## Exercise materials
****************

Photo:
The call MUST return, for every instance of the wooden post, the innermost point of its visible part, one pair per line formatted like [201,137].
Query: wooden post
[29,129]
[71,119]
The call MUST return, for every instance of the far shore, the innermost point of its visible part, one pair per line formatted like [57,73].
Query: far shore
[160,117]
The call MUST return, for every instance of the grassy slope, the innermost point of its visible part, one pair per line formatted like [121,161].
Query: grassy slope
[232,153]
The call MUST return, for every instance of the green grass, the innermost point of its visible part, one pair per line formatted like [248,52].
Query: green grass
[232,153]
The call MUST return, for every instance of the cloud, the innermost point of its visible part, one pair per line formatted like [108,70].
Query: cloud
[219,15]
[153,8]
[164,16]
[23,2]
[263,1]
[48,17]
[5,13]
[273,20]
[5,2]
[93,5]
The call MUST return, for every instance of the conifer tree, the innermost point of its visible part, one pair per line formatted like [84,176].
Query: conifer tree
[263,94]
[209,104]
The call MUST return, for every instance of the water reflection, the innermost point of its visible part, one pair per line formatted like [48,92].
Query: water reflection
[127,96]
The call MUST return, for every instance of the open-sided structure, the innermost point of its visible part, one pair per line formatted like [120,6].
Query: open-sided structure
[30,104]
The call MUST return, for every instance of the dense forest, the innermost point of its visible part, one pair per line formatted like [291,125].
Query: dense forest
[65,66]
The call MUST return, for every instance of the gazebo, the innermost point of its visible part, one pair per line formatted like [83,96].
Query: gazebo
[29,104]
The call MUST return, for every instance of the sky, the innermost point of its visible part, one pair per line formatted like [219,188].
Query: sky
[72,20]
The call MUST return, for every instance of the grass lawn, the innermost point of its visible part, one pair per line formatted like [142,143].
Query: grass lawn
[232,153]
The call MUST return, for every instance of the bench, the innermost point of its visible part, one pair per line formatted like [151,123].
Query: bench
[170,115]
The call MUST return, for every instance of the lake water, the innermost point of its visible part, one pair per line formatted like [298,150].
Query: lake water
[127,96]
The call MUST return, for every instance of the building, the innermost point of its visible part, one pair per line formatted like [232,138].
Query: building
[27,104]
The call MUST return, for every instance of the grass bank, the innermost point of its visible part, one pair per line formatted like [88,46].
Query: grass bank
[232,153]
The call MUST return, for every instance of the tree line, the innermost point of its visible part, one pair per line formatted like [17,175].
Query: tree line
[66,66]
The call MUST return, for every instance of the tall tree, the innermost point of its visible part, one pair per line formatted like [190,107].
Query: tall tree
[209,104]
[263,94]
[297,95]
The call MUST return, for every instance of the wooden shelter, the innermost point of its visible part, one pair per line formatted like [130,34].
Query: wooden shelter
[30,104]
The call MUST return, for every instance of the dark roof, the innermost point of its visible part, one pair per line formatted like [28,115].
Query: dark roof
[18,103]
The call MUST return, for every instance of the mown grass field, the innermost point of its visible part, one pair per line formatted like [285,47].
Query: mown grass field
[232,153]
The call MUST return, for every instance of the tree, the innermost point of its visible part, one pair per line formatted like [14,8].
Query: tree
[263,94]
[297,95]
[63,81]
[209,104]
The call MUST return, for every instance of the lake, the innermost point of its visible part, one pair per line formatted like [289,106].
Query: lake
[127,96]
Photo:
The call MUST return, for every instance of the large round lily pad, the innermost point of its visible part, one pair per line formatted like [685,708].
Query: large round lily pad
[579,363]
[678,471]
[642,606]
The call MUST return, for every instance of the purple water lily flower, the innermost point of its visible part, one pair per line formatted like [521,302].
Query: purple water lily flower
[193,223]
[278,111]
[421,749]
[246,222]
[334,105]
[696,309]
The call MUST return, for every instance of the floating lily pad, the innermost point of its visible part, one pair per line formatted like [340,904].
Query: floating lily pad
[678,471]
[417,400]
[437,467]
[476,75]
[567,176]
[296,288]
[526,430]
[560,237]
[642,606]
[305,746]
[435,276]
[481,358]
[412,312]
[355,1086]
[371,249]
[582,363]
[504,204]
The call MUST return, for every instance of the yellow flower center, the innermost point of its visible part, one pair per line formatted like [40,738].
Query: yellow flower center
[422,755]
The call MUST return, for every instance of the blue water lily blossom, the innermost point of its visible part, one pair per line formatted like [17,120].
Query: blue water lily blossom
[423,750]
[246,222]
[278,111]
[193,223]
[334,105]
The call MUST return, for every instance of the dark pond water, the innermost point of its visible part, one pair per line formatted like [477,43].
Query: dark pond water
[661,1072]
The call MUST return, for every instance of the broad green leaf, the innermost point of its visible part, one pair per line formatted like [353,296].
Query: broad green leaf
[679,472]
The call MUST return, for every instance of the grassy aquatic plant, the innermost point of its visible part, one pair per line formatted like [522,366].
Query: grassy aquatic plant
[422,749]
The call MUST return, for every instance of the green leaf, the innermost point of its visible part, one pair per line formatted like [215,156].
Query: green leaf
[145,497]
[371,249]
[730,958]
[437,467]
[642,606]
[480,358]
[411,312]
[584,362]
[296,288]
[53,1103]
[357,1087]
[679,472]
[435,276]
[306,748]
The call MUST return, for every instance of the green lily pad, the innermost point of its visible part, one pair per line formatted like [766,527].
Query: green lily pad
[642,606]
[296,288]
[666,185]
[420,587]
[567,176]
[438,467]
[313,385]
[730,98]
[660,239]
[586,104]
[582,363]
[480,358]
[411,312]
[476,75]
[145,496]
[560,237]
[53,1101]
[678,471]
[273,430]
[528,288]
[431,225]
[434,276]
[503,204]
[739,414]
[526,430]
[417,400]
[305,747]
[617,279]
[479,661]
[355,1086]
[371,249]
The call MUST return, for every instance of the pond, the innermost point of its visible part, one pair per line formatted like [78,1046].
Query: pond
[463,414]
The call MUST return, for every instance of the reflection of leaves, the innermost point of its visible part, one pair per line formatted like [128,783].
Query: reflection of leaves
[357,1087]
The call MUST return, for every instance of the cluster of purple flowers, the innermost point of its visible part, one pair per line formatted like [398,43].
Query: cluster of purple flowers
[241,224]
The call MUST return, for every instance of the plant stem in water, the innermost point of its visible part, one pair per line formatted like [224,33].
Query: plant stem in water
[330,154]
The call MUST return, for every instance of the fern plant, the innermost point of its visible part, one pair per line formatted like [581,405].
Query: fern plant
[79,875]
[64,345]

****************

## Set problem
Everything from the line containing "The call MUST return, for every instance of the pond, the" through the last line of the records must be given again exactly; leave out all other lines.

## Task response
The call MUST return, for every instance of the pond, the innermost point of its visible part, one pair per line formatted like [78,1046].
Query: pond
[463,414]
The call MUST return, for every instance of the reflection of leaves, the innermost point of its visible part, one pair per line formatted like [128,783].
Query: reflection of leaves
[357,1087]
The call MUST return, for every instance of the cluster of purple flowers, the innermost point of its visible part, one pair per line formatted like [398,43].
Query: cluster of purple flowers
[241,224]
The call MUST return, for every instance of the plant stem in water, the innermost point of its visible part, one pair per line formatted like [224,33].
Query: plant stem in water
[330,154]
The call MUST return, for every instance of the fern plant, the innermost point of its visible part, one pair per line formatted like [581,405].
Query: fern plant
[79,875]
[64,345]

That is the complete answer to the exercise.